What is expected – Repeat the data exactly, with every line included.

(Region pointing data)

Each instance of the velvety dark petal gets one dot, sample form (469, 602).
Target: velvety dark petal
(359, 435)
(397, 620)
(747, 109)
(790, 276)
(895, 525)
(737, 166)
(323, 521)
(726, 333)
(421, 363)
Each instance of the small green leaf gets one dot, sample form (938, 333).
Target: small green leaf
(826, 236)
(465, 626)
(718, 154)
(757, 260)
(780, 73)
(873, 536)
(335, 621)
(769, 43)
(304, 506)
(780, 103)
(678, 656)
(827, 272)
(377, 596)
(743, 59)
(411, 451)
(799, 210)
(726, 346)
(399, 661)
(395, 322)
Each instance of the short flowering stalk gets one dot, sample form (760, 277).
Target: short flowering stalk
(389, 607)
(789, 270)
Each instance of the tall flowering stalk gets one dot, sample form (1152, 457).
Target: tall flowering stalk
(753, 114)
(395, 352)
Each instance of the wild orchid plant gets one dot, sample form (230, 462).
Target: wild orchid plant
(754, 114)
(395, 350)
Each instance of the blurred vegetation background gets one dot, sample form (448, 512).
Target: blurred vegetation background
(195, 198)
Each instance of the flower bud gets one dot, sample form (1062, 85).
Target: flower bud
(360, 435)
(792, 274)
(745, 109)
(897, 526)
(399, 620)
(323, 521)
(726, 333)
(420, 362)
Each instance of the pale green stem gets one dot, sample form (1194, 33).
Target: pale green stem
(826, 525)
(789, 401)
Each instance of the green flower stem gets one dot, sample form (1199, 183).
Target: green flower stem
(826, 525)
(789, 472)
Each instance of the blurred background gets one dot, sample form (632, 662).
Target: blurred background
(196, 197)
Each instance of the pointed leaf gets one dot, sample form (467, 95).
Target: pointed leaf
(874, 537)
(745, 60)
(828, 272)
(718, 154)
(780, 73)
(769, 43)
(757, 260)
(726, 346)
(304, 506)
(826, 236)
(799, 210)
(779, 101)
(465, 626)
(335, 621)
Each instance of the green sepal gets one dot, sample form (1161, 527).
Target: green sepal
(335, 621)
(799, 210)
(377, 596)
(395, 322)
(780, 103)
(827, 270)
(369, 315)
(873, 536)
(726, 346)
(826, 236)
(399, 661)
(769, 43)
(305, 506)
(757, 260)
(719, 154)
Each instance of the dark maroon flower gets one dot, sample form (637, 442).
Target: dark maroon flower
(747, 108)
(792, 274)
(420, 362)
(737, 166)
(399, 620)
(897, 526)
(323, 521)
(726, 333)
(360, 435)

Answer box –
Each instance of the velvety dark petal gets one dot, sample form (469, 602).
Target: velvety dark petal
(359, 435)
(397, 620)
(747, 109)
(790, 276)
(895, 525)
(737, 166)
(323, 521)
(726, 333)
(421, 363)
Each instance of the small green leaf gets one dot, sample form (938, 333).
Target: small green leaf
(826, 236)
(465, 626)
(718, 154)
(757, 260)
(780, 73)
(873, 536)
(335, 621)
(769, 43)
(304, 506)
(780, 103)
(678, 656)
(827, 272)
(377, 596)
(743, 59)
(411, 451)
(799, 210)
(726, 346)
(399, 661)
(395, 322)
Each instance of the short flowering stalk gets one dot, sample form (760, 277).
Target: short flowering stalk
(389, 607)
(789, 270)
Each instance of the tall flowering stalk gets one dot, sample form (1152, 457).
Target: tall flowering stalk
(753, 114)
(395, 352)
Each instance of the wild orchid plant gets one dot, sample form (230, 462).
Target: wild orchid plant
(754, 114)
(395, 350)
Each instance of the blurred vegetation background gets one dot, sample form (448, 512).
Target: blurred vegetation background
(195, 198)
Each instance of the flower bud gets one dot, sample form (1062, 85).
Target: flower bud
(360, 435)
(792, 274)
(745, 109)
(897, 526)
(399, 620)
(323, 521)
(726, 333)
(420, 362)
Each instance of the pale green stem gets one dot, sample form (1194, 33).
Target: pale green stem
(826, 525)
(789, 401)
Each instance of the green flower stem gets one dot, sample form (1199, 183).
Target: green flower stem
(826, 525)
(789, 472)
Each instance of the blurred background gets one dot, sample form (632, 662).
Target: blurred background
(196, 197)
Each instance of the pointed leaf gets one dot, sample form (467, 95).
Target: pointed leaf
(874, 537)
(745, 60)
(828, 272)
(718, 154)
(780, 73)
(769, 43)
(757, 260)
(726, 346)
(304, 506)
(826, 236)
(799, 210)
(779, 101)
(465, 626)
(335, 621)
Each instance of the green sepal gets one dot, sample form (1161, 527).
Target: green sepal
(335, 621)
(799, 210)
(377, 596)
(395, 322)
(780, 103)
(827, 270)
(369, 315)
(873, 536)
(726, 346)
(826, 236)
(399, 661)
(769, 43)
(305, 506)
(757, 260)
(719, 154)
Each instance of the dark maroon flower gets one dot, sample form (637, 442).
Target: dark maroon flower
(747, 108)
(792, 274)
(420, 362)
(737, 166)
(399, 620)
(897, 526)
(323, 521)
(726, 333)
(360, 435)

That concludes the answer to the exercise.